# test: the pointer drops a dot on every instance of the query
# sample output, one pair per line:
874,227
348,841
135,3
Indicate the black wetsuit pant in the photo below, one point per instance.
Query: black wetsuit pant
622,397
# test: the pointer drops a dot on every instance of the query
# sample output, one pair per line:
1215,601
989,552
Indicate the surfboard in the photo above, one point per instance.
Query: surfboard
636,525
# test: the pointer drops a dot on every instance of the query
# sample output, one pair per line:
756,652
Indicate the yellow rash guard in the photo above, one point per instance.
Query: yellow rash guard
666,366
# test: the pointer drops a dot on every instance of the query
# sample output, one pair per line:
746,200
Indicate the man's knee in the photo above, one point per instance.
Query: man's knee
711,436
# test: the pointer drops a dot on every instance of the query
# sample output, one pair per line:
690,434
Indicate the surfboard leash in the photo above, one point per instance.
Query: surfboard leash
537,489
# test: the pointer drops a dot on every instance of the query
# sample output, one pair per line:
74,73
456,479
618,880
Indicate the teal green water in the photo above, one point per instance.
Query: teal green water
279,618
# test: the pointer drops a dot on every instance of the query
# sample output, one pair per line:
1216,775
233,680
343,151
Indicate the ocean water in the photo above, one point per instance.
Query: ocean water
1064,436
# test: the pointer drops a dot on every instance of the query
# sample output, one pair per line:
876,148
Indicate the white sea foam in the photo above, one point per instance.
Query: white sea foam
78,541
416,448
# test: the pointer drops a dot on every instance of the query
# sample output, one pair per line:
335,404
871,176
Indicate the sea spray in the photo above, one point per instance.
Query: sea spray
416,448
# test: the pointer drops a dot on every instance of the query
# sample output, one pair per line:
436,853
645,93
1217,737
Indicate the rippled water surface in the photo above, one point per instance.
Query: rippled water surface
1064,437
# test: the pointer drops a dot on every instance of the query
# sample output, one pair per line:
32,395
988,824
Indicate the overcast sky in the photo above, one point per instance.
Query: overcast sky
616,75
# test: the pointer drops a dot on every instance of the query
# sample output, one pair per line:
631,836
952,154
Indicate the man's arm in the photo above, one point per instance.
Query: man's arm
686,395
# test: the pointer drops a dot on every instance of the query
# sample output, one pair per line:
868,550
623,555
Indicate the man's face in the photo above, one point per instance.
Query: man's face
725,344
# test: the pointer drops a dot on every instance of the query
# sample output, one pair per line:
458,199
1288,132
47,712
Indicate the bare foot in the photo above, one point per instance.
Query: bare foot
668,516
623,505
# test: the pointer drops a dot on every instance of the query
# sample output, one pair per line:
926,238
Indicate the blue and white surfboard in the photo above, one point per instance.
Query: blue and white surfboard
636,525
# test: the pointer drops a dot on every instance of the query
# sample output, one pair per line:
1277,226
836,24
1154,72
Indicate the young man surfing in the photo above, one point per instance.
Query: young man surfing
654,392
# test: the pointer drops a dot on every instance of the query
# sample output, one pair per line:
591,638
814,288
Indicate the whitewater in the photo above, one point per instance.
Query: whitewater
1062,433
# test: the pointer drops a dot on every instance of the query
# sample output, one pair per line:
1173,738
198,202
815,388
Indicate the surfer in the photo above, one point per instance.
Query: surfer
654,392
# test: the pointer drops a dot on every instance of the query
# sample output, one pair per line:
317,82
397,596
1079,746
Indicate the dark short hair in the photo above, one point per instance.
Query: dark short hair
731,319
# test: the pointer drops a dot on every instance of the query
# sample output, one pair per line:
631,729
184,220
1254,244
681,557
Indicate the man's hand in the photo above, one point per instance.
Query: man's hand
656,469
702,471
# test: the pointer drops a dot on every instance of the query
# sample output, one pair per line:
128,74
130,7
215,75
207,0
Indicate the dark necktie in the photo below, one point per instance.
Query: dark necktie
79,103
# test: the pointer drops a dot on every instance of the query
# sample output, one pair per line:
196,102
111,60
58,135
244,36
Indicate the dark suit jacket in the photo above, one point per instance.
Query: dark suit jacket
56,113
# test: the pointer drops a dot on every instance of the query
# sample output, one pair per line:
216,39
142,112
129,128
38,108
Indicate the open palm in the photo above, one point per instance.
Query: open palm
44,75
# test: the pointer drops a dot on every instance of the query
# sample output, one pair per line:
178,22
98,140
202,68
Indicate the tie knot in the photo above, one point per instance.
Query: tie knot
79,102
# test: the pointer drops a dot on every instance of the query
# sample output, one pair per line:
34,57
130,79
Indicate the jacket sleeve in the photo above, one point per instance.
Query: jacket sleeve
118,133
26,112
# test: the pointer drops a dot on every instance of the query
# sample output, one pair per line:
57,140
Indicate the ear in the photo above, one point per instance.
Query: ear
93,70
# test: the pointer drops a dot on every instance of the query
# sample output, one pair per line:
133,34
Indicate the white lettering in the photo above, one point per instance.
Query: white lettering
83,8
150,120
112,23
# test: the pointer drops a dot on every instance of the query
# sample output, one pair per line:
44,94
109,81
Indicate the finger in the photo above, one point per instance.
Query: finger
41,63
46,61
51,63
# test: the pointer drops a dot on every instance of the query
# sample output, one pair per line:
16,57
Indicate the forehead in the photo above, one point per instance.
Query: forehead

————

TO BE DONE:
Without changing a word, restate the whole listing.

THE RESULT:
# test: the pointer drops a dot on every instance of the query
# sample output, one pair per line:
874,227
348,841
135,3
Indicate the black wetsuit pant in the photo below, one point per instance.
Query: black wetsuit pant
622,397
# test: the pointer drops a dot on every instance of the query
# sample output, one pair per line:
1215,601
989,552
Indicate the surfboard in the photo above, one point per instance.
Query: surfboard
636,525
# test: the pointer drops a dot on every instance of the query
# sample output, one pair per line:
756,652
Indicate the yellow rash guard in the photo above, one point per instance.
Query: yellow rash guard
666,366
# test: the pointer drops a dot on every instance of the query
# sample output, one pair per line:
746,200
Indicate the man's knee in the photo above, one point per instance.
Query: man's knee
711,436
# test: the pointer drops a dot on every instance of the query
# sample output, one pair per line:
690,434
Indicate the surfboard leash in the photo above, one point per instance.
Query: surfboard leash
537,489
# test: the pointer drops a dot on every instance of the query
# sample output, one pair per line:
74,73
456,479
618,880
Indicate the teal green water in the photo above, one point per instance.
Query: teal green water
279,618
# test: the pointer drops a dot on every instance of the query
# sample output, one pair per line:
1216,775
233,680
343,151
Indicate the ocean water in the photo above, one point per instance.
Query: ocean water
1064,436
# test: the pointer drops a dot on every instance of the query
# sample output, one pair per line:
876,148
Indicate the white sea foam in the photo above, one point per instance.
Query: white sea foam
78,541
416,448
# test: the pointer drops a dot on every instance of the query
# sample output, one pair per line:
335,404
871,176
Indicate the sea spray in the photo above, one point per instance.
Query: sea spray
416,448
# test: the pointer drops a dot on every instance of the query
# sample output, one pair per line:
436,853
645,93
1217,737
Indicate the rippled water surface in the photo above, one point per instance.
Query: rippled water surface
1064,437
# test: the pointer drops a dot on every instance of the query
# sample output, one pair per line:
32,395
988,824
Indicate the overcast sky in the photo above, one point per instance.
Query: overcast sky
616,75
# test: the pointer drops a dot on every instance of the query
# sample output, one pair per line:
631,836
952,154
Indicate the man's arm in the photo above, one point per instance.
Query: man's arm
686,395
# test: the pointer drops a dot on every instance of the query
# sample output, one pair per line:
868,550
623,555
Indicate the man's face in the photo above, one point per instance.
Query: man's face
725,344
# test: the pointer drops a dot on every instance of the query
# sample output, one pair per line:
458,199
1288,132
47,712
Indicate the bare foot in the photo above, one point per instance.
Query: bare foot
668,516
623,505
# test: the pointer drops a dot on every instance of the query
# sample output, one pair per line:
926,238
Indicate the blue and white surfboard in the photo above, one point per instance.
Query: blue and white surfboard
636,525
# test: the pointer drops a dot on every instance of the query
# sample output, one pair per line:
1277,226
836,24
1154,72
Indicate the young man surfing in the photo above, one point per instance.
Query: young man surfing
654,392
# test: the pointer drops a dot on every instance of the query
# sample output, one pair per line:
591,638
814,288
Indicate the whitewater in the photo above, one point per instance.
Query: whitewater
1062,433
# test: the pointer drops a dot on every instance of the query
# sample output, one pair per line:
1173,738
198,202
815,388
Indicate the surfer in the photo above, one point per instance.
Query: surfer
654,392
# test: the pointer drops a dot on every instance of the query
# sample output, one pair per line:
317,82
397,596
1079,746
Indicate the dark short hair in the photo above, one point per instance.
Query: dark short hair
731,319
# test: the pointer drops a dot on every instance of the query
# sample output, one pair per line:
631,729
184,220
1254,244
681,557
Indicate the man's hand in the photo above, one point per instance.
Query: man's hand
656,469
702,471
# test: the pointer drops a dot on every instance of the query
# sample output, one pair per line:
128,74
130,7
215,75
207,0
Indicate the dark necktie in the photo below, one point per instance.
Query: dark necktie
79,103
# test: the pointer drops a dot on every instance of the query
# sample output, one pair per line:
196,102
111,60
58,135
244,36
Indicate the dark suit jacket in the photo above, one point per instance.
Query: dark suit jacket
56,113
# test: the pointer drops a dot on every instance of the query
# sample output, one pair per line:
216,39
142,112
129,128
38,108
Indicate the open palm in the photo above, one point per instance.
Query: open palm
44,75
# test: the pointer drops a dot on every instance of the query
# sample output, one pair per line:
178,22
98,140
202,68
Indicate the tie knot in the photo above, one point per instance.
Query: tie knot
79,102
# test: the pointer drops a dot on every instance of the query
# sample output, one pair per line:
34,57
130,79
Indicate the jacket sleeve in the photo above, one point per instance.
Query: jacket sleeve
118,133
26,112
# test: the pointer drops a dot on every instance of the query
# sample output, one pair per line:
57,140
Indicate the ear in the photo above, one point per instance.
Query: ear
93,70
# test: the pointer drops a dot on every instance of the query
# sample output, one pair per line:
133,34
Indicate the white lettering in the photo above, one point per instance.
Query: white lettering
83,8
150,120
112,23
# test: the pointer drops a dot on every instance of the query
# sample output, one pair per line:
44,94
109,81
Indicate the finger in the photo above, one point per instance.
Query: finger
41,63
46,61
51,63
# test: the pointer drops a dot on every instance of the query
# sample output, one pair per line:
16,57
Indicate the forehead in the photo above, one point per instance.
Query: forehead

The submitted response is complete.